• [What the task requires]:
Using the data below, copy out all lines with the word "rack".

• [Dataset excerpts]:
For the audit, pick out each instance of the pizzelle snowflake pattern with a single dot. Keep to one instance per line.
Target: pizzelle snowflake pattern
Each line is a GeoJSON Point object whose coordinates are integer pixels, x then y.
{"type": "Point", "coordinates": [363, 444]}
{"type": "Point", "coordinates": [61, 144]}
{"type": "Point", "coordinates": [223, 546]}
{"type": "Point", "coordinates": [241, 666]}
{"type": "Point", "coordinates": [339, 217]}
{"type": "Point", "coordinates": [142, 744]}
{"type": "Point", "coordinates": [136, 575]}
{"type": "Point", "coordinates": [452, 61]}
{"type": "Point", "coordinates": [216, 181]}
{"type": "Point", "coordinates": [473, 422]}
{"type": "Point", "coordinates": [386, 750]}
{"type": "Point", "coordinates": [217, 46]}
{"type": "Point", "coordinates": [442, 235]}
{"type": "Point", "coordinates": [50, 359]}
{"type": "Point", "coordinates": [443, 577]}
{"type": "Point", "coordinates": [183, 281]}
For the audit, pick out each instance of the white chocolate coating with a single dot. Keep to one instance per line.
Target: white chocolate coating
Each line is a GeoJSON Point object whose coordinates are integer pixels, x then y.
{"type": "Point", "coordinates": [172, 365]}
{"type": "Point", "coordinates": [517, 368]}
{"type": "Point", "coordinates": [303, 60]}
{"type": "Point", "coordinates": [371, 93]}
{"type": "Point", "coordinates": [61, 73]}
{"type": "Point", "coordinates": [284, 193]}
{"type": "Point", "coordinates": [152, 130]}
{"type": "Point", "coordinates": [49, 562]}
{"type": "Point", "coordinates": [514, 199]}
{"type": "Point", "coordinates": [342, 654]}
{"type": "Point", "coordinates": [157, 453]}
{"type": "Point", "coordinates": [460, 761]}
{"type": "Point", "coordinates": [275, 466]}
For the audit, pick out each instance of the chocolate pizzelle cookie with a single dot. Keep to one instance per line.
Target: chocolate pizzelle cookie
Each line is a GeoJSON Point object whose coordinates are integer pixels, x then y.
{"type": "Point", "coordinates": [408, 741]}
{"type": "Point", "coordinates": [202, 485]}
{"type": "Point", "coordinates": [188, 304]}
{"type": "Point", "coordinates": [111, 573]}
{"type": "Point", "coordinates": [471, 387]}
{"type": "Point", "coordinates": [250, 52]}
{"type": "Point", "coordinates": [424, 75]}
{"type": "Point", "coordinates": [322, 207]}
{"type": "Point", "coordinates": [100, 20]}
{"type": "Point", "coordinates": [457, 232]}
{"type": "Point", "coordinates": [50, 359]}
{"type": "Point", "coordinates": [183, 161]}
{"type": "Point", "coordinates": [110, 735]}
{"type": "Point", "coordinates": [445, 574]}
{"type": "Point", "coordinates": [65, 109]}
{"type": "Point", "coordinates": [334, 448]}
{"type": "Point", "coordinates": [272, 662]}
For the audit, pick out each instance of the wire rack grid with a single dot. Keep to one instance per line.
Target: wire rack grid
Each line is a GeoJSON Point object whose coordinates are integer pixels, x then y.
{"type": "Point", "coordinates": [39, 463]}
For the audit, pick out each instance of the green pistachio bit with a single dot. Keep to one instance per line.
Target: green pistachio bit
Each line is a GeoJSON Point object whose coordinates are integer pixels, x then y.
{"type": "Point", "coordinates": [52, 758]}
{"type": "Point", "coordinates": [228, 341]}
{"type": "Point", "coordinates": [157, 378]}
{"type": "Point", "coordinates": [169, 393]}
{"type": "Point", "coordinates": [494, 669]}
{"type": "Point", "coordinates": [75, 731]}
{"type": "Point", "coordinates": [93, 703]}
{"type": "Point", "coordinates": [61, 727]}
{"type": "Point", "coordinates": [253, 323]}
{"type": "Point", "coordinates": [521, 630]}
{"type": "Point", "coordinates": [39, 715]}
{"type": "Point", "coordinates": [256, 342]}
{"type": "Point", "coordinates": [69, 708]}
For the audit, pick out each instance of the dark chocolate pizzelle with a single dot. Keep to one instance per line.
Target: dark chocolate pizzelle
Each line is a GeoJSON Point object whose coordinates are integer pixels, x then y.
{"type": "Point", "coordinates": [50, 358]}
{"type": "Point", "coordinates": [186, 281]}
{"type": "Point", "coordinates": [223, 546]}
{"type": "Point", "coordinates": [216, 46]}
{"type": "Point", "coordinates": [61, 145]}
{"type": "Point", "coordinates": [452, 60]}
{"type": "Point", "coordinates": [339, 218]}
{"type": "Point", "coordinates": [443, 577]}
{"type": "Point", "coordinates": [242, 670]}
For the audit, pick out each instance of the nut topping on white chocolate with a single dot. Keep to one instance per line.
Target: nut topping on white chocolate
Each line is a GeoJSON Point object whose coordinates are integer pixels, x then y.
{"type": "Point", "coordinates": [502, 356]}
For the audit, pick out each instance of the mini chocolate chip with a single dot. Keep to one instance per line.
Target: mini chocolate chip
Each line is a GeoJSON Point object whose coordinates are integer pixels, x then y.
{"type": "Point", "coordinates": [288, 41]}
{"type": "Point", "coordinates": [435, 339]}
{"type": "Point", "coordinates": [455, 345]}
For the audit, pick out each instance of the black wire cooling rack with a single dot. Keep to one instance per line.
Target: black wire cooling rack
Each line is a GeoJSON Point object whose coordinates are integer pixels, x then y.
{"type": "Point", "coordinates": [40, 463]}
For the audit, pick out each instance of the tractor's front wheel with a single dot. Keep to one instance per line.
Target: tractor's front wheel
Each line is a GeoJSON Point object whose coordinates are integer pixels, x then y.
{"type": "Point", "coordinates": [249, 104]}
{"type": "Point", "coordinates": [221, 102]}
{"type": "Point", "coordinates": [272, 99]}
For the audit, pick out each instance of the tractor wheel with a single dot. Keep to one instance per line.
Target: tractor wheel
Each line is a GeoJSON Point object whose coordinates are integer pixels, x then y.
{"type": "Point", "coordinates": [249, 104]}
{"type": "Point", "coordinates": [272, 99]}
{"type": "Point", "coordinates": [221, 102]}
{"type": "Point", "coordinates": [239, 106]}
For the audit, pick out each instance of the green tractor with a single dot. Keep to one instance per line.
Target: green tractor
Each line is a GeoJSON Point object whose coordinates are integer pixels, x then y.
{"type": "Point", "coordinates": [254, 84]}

• [Written answer]:
For the audit, pick out each instance of the wire rack grid with a single dot. Keep to one instance per line.
Target: wire rack grid
For the audit, pick out each instance of the black wire cooling rack with a single dot. Keep to one instance per line.
Target: black wire cooling rack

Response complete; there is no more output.